(Entries from a pointing dataset)
((
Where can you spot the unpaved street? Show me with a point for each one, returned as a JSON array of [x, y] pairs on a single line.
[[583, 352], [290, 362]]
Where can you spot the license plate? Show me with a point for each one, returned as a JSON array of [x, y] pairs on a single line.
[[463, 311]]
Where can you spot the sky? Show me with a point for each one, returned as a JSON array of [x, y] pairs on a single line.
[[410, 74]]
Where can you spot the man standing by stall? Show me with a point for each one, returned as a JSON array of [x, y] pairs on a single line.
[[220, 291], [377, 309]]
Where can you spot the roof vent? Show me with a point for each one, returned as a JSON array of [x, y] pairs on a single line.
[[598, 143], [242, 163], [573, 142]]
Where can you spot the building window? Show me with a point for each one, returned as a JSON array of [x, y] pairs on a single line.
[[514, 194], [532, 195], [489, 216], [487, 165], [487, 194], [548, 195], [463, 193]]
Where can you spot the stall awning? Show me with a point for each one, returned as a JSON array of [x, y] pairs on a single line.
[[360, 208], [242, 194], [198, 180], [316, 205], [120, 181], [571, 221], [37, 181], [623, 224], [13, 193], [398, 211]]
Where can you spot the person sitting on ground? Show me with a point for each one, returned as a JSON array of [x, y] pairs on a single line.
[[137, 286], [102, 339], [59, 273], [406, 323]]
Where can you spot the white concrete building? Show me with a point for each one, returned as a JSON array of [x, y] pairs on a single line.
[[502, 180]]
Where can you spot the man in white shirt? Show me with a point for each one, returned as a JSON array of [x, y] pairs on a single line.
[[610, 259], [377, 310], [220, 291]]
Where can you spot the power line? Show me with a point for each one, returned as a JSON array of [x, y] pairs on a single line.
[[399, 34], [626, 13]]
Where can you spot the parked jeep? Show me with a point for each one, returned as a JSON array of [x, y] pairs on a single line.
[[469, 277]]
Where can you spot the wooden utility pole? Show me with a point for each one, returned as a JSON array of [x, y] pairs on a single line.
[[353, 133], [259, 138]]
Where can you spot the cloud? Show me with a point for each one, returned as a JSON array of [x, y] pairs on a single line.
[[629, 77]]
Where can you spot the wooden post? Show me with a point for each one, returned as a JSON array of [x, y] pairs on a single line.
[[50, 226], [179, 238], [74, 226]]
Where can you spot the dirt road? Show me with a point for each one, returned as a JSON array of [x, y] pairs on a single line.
))
Written exercise
Retype all of the material above word for word, with every line in its original order.

Response to the exercise
Where can you spot the unpaved street? Show me with a point for each one, returned as a JSON array of [x, y] pairs on a single line.
[[583, 352], [290, 362]]
Where can you spot the license plate? Show me with a point for each one, returned as a JSON array of [x, y] pairs on a single line.
[[463, 311]]
Where can you spot the sky? Show me with a point for each one, returned as a JSON array of [x, y] pairs on a single line.
[[410, 74]]
Where can you spot the man standing by stall? Show me with a point for each one, returned as a JSON array of [x, y] pairs on a single line.
[[220, 291], [377, 309]]
Where can you spot the roof vent? Show me with a point for each one, returned as a JSON array of [x, y] pairs on a single line.
[[598, 143], [242, 163], [573, 142]]
Where can you spot the building window? Show me with a point for each one, returned as a JSON array of [x, y] pairs on a single line.
[[514, 194], [532, 195], [489, 216], [487, 165], [487, 194], [548, 195], [463, 193]]
Where can you spot the stall awning? Show me with a point for each one, returned as a JSON array of [x, y] pairs on a single line.
[[360, 208], [242, 194], [198, 180], [316, 205], [120, 181], [571, 221], [37, 181], [623, 224], [13, 193], [398, 211]]
Where can you spot the person sitting on ground? Show me with a point for each one, returned as a JSON array of [x, y] pairs on a single line.
[[137, 286], [102, 339], [59, 273], [406, 323]]
Where can you spot the white concrete building? Show me with a point for each one, returned as a JSON array of [x, y] pairs on a single line.
[[502, 180]]
Where can you spot the man in white shirt? Show me with a point for each one, returned as a JSON array of [x, y] pairs on a single line.
[[610, 259], [377, 310], [220, 291]]
Where can you spot the power line? Show me with a point for each one, returned as a JSON array of [x, y] pairs on a single line.
[[399, 34], [626, 13]]
Where can you spot the parked jeep? Show me with a point for each one, returned as a JSON array of [x, y] pairs on a single line.
[[469, 277]]
Where can you spot the wooden utility pole? Show me with a point for each one, returned as a JSON array of [x, y] pairs on a single line.
[[353, 133], [259, 138]]
Where can you spot the cloud? Show me with a point for each one, returned as a JSON array of [x, y] pairs on a single line.
[[629, 77]]
Where can you spot the wooden post? Show me with a point for each one, returned as a JSON array of [x, y] pairs on a single line.
[[50, 226], [179, 238], [74, 226]]
Where can you spot the dirt road? Show me with a point for each one, returned as a JSON array of [x, y] pairs on a single line.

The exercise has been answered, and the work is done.